> ESERCIZIO SCRITTO 1
Per favore, individua e copia ogni riga delle voci che contiene la parola "blurred". Le maiuscole e le minuscole contano.

> TESTO PROPOSTO
+++++

Umiliazione e resistenza

"Deve essere terribile morire il giorno del proprio compleanno", è una delle lucide considerazioni dei bambini di Rua Paraiso, un'antifrasi amara per identificare la strada di una favelas di San Paolo fotografata da Elisabetta Francia, colpita anche lei dalla capacità analitica dei ragazzini che mostrano nelle rapide frasi lapidarie una chiarezza e un disincanto invidiabili. Essi sono in grado di dire: "Ho visto uccidere mio padre", oppure "Fuggii di casa a 7 anni perché il mio patrigno abusava di me", con lo stesso tono privo di incrinature con cui denunciano: "Di notte ci sono solo gli assassini e i poliziotti, ma anche loro spacciano"; e anche gli occhi sono gli stessi, intenso lo sguardo, ma non ancora induriti al punto da non riuscire a sorridere e gli infiniti primi piani si vorrebbe non finissero mai, per sperare di rimanere contagiati da quella forza d'animo, o forse per continuare a succhiare ancora linfa vitale, rubando loro pure i volti, gli interni delle case da loro illustrati nei particolari, la loro purezza. La parola più ricorrente, il dato che sentono come un marchio, il sentimento maggiormente pronunciato è "umiliare": un'infanzia che come rivela il sottotitolo è un privilegio e qualsiasi intervento di esterni a quella realtà, compresa questa possibilità di parlare della realtà dei niños de rua, si configura come schiavismo e colonialismo.

Palavra e UtopiaCome bene insegna Palavra e Utopia. Dove al di là dell’ironia, insita nel voler salvare i nativi imponendo loro la catechizzazione, si riconosce il bisogno di capire di quali indios si parla, quando parliamo di libertà, riconoscere da dove provengono, quale sia la loro terra, proseguendo il discorso di libertà avviato in Mon Cas, dove la libertà del singolo diventa gradualmente confronto con quella degli altri di esprimersi e anche poi di ascoltarla, in uno scontro aperto dal sipario e infine ripreso dalle telecamere che edulcorano tutto, ma in modo ambiguo, come il sorriso della Monna Lisa in un paesaggio arcadico, premio per la pazienza di Giobbe, ma anche soglia di attenzione superata per il nostro voyeurismo, che percepisce sotto vari punti di vista in tutte le forme ogni distorsione.

+++++

> VOCI DEI DATI
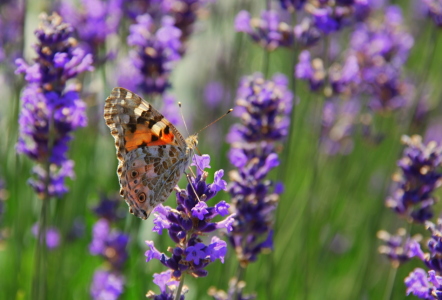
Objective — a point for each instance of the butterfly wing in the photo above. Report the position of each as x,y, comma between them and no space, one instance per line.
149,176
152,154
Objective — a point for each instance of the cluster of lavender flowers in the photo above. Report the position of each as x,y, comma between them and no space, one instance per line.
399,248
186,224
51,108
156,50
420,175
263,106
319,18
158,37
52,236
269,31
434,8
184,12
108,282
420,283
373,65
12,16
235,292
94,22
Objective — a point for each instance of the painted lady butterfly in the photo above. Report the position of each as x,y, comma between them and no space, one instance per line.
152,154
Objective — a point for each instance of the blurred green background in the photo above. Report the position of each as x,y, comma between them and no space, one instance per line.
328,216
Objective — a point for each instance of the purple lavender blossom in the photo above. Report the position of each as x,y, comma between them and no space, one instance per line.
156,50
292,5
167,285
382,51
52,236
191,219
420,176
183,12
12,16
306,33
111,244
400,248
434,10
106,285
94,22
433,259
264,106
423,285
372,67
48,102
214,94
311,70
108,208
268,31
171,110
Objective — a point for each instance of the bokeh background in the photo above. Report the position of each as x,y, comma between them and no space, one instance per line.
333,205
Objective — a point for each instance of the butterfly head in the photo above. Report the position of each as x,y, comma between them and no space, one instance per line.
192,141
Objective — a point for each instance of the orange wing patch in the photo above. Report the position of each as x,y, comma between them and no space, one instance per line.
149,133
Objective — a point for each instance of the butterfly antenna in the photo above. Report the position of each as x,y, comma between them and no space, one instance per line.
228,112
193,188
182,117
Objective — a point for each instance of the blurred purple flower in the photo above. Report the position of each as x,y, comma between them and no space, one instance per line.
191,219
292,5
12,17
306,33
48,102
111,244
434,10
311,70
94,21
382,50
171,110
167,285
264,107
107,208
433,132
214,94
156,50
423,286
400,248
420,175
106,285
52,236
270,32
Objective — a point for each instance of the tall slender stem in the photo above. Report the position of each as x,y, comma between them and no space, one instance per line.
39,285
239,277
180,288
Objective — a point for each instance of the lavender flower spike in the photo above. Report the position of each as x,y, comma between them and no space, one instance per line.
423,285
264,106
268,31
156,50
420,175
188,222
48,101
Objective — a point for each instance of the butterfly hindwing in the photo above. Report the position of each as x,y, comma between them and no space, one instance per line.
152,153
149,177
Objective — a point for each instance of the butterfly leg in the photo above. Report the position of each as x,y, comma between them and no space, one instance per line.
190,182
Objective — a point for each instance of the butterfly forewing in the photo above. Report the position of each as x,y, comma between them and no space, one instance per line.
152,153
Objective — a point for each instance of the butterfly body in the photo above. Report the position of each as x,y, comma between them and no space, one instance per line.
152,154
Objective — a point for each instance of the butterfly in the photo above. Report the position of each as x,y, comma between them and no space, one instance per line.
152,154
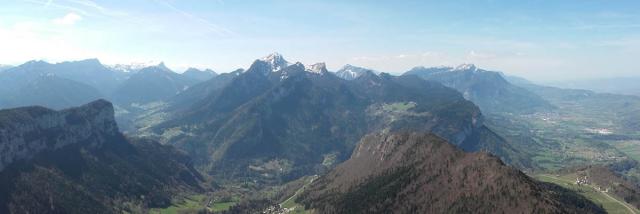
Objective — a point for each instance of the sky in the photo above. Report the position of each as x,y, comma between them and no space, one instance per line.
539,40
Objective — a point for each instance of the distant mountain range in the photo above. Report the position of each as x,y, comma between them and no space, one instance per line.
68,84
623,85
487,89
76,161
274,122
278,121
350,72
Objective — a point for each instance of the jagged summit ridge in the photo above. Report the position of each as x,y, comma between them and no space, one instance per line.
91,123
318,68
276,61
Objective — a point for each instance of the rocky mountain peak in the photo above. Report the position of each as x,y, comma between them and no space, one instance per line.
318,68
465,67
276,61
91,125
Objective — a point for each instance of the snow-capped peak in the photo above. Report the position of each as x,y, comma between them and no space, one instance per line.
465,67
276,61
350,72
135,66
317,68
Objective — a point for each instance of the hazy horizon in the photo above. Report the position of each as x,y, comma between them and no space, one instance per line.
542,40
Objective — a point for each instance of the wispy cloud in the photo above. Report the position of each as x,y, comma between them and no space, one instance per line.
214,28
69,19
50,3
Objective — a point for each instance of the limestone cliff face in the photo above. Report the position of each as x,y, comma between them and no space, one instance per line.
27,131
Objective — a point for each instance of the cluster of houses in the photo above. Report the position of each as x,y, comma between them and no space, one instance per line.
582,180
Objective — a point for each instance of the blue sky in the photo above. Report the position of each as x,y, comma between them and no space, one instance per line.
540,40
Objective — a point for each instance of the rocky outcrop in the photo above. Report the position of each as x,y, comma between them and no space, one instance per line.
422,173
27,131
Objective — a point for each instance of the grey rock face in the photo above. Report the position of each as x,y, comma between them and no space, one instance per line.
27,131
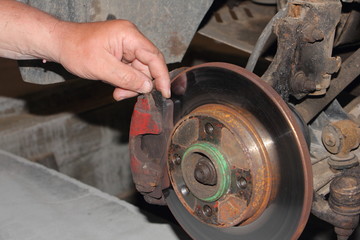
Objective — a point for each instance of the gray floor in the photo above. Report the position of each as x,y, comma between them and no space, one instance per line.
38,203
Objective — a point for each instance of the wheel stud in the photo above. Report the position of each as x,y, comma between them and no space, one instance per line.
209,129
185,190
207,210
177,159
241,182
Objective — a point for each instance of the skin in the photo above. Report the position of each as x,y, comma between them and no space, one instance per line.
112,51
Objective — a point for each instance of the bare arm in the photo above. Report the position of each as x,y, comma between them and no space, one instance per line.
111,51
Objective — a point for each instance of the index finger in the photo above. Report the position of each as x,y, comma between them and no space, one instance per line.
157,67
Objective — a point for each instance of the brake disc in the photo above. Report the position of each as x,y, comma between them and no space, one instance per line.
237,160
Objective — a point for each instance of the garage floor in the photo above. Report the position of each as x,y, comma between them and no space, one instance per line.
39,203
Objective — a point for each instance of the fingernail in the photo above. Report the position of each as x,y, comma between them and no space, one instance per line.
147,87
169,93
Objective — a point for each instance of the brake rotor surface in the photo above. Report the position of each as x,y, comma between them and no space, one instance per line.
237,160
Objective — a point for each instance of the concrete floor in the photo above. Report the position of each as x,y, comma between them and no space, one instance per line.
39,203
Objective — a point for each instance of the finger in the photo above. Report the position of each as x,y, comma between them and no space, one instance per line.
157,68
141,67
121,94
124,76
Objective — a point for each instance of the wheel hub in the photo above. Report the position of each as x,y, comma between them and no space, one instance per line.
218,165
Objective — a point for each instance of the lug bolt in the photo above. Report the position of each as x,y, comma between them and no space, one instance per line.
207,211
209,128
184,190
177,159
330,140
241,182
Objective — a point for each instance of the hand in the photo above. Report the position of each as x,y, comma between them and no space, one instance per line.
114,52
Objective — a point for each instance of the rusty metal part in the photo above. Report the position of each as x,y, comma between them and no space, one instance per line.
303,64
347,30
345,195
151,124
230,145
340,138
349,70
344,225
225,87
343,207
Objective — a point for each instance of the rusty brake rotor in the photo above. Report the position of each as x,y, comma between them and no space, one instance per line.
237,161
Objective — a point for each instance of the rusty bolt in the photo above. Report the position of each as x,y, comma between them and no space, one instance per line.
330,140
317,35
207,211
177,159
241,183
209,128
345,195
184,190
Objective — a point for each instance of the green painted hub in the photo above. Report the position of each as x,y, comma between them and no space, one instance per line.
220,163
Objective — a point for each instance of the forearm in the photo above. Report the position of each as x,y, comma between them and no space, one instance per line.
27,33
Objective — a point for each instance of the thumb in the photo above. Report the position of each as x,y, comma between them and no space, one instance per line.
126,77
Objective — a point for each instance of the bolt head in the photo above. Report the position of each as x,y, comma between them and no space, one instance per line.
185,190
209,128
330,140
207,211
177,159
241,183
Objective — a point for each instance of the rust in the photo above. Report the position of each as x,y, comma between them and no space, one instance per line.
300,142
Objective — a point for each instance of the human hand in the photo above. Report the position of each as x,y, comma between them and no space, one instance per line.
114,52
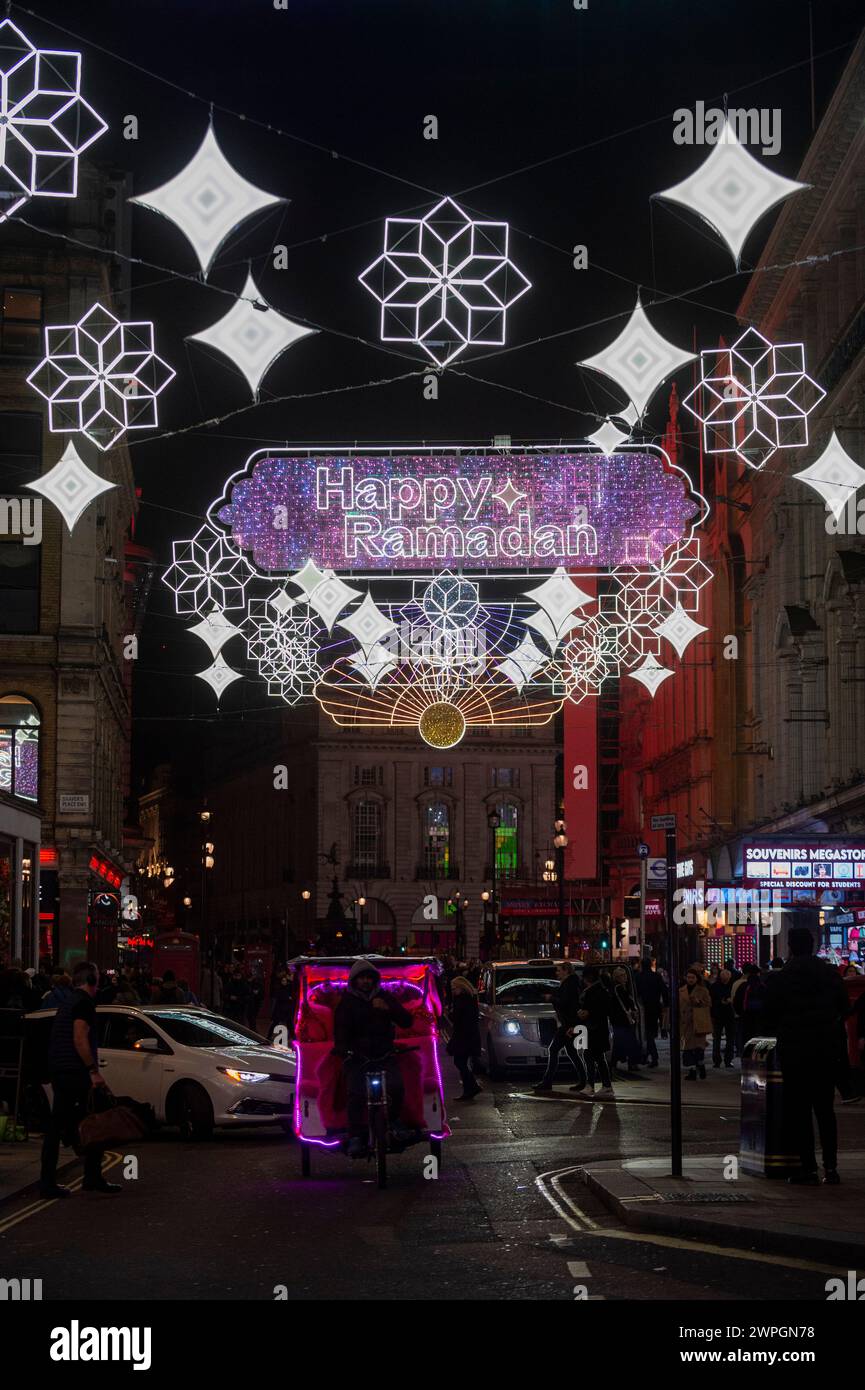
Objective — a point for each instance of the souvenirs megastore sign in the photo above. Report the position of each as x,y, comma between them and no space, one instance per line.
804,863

+++++

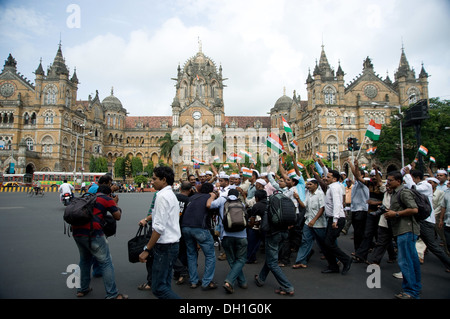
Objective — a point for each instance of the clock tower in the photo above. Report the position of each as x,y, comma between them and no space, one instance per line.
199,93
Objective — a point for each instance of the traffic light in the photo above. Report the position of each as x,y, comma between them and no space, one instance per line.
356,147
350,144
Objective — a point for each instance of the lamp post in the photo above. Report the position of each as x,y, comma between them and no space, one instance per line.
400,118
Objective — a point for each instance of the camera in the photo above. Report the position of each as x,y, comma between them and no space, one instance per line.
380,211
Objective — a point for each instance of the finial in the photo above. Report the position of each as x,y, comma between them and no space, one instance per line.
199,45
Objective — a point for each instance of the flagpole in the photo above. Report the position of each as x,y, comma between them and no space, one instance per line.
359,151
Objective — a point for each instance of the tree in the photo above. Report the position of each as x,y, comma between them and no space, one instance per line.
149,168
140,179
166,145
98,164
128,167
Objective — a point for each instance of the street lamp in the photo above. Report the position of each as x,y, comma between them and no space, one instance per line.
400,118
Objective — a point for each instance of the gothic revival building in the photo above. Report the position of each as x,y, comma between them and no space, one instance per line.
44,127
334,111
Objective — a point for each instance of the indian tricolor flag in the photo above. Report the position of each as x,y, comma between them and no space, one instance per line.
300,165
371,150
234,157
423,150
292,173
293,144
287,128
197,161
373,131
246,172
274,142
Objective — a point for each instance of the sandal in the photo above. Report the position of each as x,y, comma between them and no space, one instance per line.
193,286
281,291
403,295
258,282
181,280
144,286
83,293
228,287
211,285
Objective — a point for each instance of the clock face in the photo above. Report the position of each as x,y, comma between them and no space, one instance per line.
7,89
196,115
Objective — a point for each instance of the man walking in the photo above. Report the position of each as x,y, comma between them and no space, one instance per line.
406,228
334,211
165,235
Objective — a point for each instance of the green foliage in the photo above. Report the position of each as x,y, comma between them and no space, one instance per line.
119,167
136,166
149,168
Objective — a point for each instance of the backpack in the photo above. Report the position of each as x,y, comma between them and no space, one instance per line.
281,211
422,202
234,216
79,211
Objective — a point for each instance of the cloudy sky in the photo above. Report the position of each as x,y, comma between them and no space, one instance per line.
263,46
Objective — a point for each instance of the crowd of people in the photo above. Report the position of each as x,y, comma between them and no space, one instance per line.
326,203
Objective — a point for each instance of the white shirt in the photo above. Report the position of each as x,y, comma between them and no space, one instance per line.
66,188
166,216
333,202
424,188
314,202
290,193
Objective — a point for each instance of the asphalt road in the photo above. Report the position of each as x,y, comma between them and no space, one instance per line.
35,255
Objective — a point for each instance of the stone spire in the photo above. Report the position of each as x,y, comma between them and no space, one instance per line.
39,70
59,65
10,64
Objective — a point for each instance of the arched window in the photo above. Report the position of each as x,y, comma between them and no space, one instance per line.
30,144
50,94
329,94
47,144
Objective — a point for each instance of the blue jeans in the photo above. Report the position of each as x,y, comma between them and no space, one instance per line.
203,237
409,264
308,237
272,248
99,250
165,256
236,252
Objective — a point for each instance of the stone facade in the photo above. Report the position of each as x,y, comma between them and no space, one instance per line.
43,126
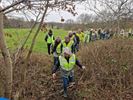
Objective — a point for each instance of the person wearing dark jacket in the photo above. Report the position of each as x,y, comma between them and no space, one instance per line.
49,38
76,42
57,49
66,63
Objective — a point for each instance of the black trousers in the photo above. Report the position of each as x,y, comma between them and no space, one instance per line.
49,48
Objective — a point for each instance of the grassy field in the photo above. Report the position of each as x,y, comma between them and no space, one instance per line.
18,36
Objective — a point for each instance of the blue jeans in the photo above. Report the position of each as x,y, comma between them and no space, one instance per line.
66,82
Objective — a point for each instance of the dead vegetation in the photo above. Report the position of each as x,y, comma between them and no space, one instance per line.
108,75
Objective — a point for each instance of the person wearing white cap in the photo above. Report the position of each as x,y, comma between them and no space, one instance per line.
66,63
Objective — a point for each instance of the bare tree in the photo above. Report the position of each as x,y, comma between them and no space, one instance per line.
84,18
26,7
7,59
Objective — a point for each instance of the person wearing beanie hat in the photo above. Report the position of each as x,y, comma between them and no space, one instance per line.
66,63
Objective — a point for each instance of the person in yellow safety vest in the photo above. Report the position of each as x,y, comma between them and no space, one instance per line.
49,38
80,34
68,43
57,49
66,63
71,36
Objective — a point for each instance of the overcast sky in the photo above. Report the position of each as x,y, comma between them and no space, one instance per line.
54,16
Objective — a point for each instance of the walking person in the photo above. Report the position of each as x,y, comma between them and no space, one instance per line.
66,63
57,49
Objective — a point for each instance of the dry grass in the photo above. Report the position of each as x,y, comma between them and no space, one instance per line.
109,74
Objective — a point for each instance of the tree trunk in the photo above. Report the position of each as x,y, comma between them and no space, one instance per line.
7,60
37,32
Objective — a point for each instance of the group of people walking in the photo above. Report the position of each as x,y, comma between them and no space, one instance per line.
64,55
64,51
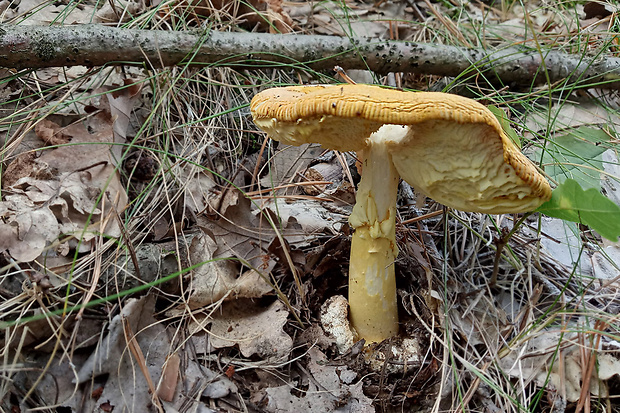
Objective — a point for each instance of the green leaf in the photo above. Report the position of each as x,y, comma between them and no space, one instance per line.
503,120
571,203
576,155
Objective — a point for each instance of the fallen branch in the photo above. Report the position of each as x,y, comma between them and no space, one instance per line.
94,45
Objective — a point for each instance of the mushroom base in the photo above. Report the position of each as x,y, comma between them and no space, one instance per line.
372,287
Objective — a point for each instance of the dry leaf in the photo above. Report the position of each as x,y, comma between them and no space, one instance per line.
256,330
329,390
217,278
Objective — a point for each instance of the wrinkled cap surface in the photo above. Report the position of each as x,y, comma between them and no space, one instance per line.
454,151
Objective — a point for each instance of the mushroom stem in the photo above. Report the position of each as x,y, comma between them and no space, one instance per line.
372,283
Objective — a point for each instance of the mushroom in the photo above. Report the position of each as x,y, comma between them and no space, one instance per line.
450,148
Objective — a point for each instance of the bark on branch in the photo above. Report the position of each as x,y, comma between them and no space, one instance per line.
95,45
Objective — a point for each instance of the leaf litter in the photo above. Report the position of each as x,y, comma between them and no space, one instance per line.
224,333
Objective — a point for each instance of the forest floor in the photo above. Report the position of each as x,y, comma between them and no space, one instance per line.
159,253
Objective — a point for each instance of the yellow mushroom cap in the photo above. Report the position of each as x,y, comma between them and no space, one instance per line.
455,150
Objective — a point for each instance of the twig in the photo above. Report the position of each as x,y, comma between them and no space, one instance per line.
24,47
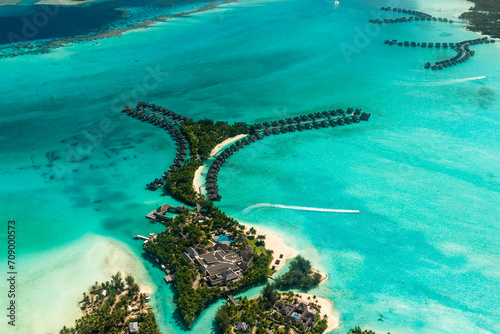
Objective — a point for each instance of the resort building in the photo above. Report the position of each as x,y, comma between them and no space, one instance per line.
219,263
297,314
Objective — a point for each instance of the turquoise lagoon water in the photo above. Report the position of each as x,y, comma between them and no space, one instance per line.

+++++

> ESERCIZIO SCRITTO 2
Riscrivi il tratto del testo proposto che va da "Palavra e UtopiaCome" fino a "forme ogni distorsione.", sostituendo "telecamere" con "videocamere".

> SOLUZIONE 1
Objective — a point for each instance of the blurred green background in the photo above. Report the position of each as x,y, comma between them and no space, one instance per line.
Objective — a point for each instance of the blurred purple flower in the photo above. Report the position of each as x,y, comma between them and no space, one instance per line.

> SOLUZIONE 2
Palavra e UtopiaCome bene insegna Palavra e Utopia. Dove al di là dell’ironia, insita nel voler salvare i nativi imponendo loro la catechizzazione, si riconosce il bisogno di capire di quali indios si parla, quando parliamo di libertà, riconoscere da dove provengono, quale sia la loro terra, proseguendo il discorso di libertà avviato in Mon Cas, dove la libertà del singolo diventa gradualmente confronto con quella degli altri di esprimersi e anche poi di ascoltarla, in uno scontro aperto dal sipario e infine ripreso dalle videocamere che edulcorano tutto, ma in modo ambiguo, come il sorriso della Monna Lisa in un paesaggio arcadico, premio per la pazienza di Giobbe, ma anche soglia di attenzione superata per il nostro voyeurismo, che percepisce sotto vari punti di vista in tutte le forme ogni distorsione.